- Work task -
List every region that the Baptist Hospital of Miami text below says the hospital draws international patients from.

Geography
- Location: Miami, Florida, United States
- Coordinates: 25°41′8″N 80°20′22″W﻿ / ﻿25.68556°N 80.33944°W

Organization
- Type: Community

Services
- Beds: 948

History
- Founded: 1960

Links
- Website: Baptist Hospital
- Lists: Hospitals in Florida

= Baptist Hospital of Miami =

Baptist Hospital of Miami is a non-profit hospital located in Miami, Florida, United States, operated by Baptist Health South Florida.

Founded in 1960, it is now one of the largest hospitals in the Miami area. The corporate headquarters is located in Coral Gables, Florida, and has facilities throughout Dade County, into the Florida Keys, and in southern Broward County. Baptist Hospital is the largest faith-based non-profit organization hospital in the Miami area, handling a volume of over 100,000 patients a year. The hospital attracts international patients from the Caribbean, Central America and South America. Baptist Hospital is the eleventh hospital in the United States to receive the ”Magnet” of excellence in nursing. The hospital is currently celebrating its 50th year in operation.
The Department of Justice (DOJ), on behalf of the Office of Inspector General (OIG), agreed to accept $7,775,000 as a settlement amount after Baptist admitted to violations of the federal physician self referral law (the "Stark Law"). Ranked #1 in Miami-area hospitals in the 2015-16 U.S. News & World Report survey.
In December 2016, another one of its affiliates, South Miami Hospital, paid $12 million to settle Medicare fraud charges.

- Information -
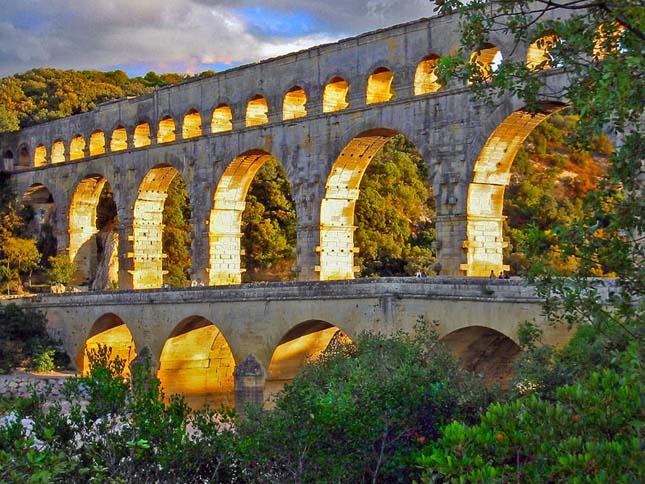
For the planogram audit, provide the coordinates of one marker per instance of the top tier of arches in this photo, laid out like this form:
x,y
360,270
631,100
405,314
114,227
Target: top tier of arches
x,y
375,68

- Answer space -
The Caribbean, Central America, South America